- Document:
-.-.-

Google search console warns publishers about 404 errors: 404 and soft 404.
While they’re both called 404, they are very different.
Consequently, it’s essential to understand the difference between the errors to fix them.
HTTP Status Codes
A webpage accessed by a browser responds with a status code that communicates whether the request was successful and, if not, why it wasn’t.
These responses are communicated with what is referred to as HTTP response codes, but officially they are called HTTP status codes.
A server provides five categories of response codes; this article is specifically about one response, the 404 page not found status code.
The Meaning Of A 404 Response Code
All codes within the 4xx series of responses mean the request could not be fulfilled because the page was not found.
The official definition is:
4xx (Client Error): The request contains bad syntax or cannot be fulfilled
The 404 response is ambiguous as to whether the webpage might return.
Examples Of Why 404 Page Not Found Happens
- If someone mistakenly deletes a webpage, the server responds with the 404 page not found response.
- If someone links to a non-existent webpage, the server responds that the page was not found (404).

-.-.-

- Data entries:
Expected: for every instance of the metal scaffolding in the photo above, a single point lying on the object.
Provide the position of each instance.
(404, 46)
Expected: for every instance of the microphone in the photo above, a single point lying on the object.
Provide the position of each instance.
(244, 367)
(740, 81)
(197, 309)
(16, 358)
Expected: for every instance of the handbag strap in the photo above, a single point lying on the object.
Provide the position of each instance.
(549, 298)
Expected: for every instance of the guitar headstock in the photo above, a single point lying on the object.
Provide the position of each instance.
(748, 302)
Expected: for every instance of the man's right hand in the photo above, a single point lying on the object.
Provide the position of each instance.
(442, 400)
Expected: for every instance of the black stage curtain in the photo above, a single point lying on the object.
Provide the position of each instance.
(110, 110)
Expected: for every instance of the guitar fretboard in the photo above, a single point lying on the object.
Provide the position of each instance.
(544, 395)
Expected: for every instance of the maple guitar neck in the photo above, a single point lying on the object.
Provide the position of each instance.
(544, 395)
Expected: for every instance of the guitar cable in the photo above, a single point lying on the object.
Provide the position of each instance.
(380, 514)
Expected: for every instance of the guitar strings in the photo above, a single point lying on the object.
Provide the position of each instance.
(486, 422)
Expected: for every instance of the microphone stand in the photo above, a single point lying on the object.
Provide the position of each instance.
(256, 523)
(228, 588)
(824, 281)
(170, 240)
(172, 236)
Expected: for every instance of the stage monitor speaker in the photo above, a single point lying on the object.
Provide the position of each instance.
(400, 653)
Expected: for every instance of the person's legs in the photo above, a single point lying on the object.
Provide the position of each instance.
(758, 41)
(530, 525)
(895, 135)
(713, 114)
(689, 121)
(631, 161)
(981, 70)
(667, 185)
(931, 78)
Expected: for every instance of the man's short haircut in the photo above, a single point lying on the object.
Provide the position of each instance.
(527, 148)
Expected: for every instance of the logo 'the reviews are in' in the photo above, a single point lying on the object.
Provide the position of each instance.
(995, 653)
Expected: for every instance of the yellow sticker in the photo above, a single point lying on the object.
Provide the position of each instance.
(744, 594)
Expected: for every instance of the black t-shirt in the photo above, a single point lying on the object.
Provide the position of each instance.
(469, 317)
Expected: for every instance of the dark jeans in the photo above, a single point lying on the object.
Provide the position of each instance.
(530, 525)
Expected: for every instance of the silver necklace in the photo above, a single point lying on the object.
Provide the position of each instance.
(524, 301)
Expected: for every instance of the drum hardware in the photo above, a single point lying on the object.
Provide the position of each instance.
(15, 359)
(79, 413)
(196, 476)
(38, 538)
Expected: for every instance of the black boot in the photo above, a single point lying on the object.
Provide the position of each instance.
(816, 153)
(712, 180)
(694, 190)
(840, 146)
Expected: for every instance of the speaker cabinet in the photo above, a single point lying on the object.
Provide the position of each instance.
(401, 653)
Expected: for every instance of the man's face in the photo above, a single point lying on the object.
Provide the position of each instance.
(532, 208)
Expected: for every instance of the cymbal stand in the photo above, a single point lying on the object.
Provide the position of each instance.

-.-.-

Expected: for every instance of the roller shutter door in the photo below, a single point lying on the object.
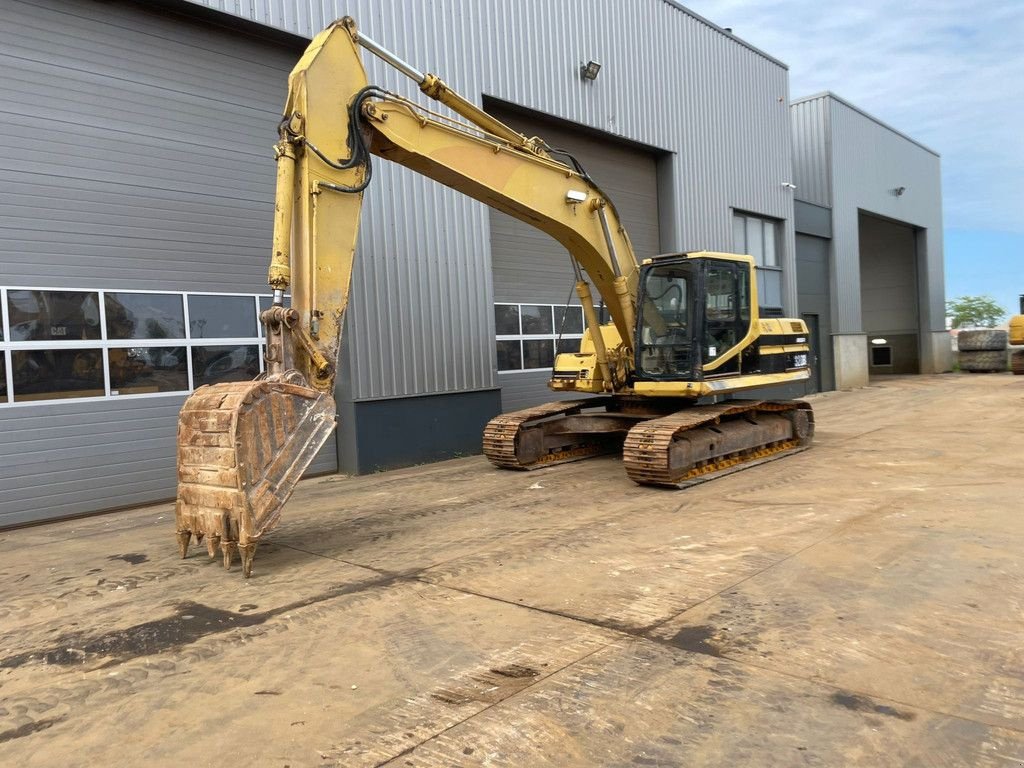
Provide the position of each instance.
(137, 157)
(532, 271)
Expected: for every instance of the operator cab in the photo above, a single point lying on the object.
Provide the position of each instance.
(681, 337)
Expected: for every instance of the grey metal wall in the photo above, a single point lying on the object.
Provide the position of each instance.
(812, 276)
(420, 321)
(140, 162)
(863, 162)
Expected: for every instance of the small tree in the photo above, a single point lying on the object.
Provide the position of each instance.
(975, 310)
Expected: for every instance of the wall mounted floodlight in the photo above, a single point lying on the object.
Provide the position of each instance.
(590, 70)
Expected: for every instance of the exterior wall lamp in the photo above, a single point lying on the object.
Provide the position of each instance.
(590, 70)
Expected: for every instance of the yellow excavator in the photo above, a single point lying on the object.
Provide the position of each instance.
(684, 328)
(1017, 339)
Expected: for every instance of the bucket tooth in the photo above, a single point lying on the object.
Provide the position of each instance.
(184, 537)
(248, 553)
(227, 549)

-.-.-

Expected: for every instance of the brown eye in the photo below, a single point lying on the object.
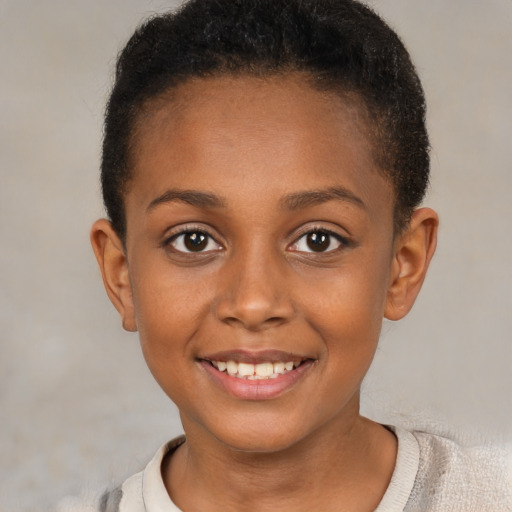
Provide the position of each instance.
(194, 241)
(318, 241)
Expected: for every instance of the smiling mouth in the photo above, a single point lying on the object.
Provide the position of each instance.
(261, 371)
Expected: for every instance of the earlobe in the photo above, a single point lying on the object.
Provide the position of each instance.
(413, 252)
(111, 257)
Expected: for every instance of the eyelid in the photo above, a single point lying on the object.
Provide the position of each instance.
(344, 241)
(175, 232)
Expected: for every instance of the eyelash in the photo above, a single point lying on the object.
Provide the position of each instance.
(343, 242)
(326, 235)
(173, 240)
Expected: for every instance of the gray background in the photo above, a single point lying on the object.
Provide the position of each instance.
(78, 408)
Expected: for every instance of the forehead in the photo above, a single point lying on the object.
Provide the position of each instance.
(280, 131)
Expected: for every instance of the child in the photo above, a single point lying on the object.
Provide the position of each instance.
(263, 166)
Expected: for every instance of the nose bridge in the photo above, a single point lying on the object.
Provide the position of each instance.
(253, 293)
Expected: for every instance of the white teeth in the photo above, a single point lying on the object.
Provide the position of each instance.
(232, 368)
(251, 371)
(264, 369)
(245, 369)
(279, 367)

-.-.-

- Written instruction 1:
Write out every line of the records that contains the word "stand".
- Written instruction 2:
Extend the page on 404 errors with new material that picks up after its last line.
The page on 404 errors has nothing to do with the records.

- Final result 1:
Expected: for every instance of the microphone stand in the photo above, a single point lying on the object.
Expected: for every instance of the cymbal stand in the photo above, a single point lying on the object.

- Final result 2:
The official documentation is clear about the ambiguity of whether a page is temporarily or permanently gone:
“The 404 (Not Found) status code indicates that the origin server did not find a current representation for the target resource or is not willing to disclose that one exists.
A 404 status code does not indicate whether this lack of representation is temporary or permanent…”
To summarize, the 404 page not found code means there was an error in the browser request because the requested page could not be found.
What Is A Soft 404 Error?
A soft 404 error is not an official status code. The server does not send a soft 404 response to a browser because there is no such thing as a soft 404 status code.
Soft 404 describes a situation when the server presents a webpage and responds with a 200 OK status code, indicating success when the webpage or content is actually missing.
Four Common Reasons For A Soft 404
A webpage is missing, and a server sends 200 OK status.
This kind of soft 404 happens when a page is missing, but the server configuration redirects the missing page to the home page or a custom URL.
The page is gone, but the publisher has done something to fulfill the request for the missing page.
Content is missing or “thin.”
When content is completely missing, or there’s very little of it (a.k.a. thin content), the server will respond with a 200 status code, which means the request for the page was successful.
But for indexing webpages that are not successful webpage requests, search engines call this soft 404s.
The missing page redirects to the home page.
Some mistakenly believe that there’s something wrong with a 404 error response.
So, to stop the 404 error responses, a publisher may redirect the missing page to the homepage, even though the homepage is not what was requested.
Google calls these failed page requests soft 404s.
Missing page redirected to a custom webpage.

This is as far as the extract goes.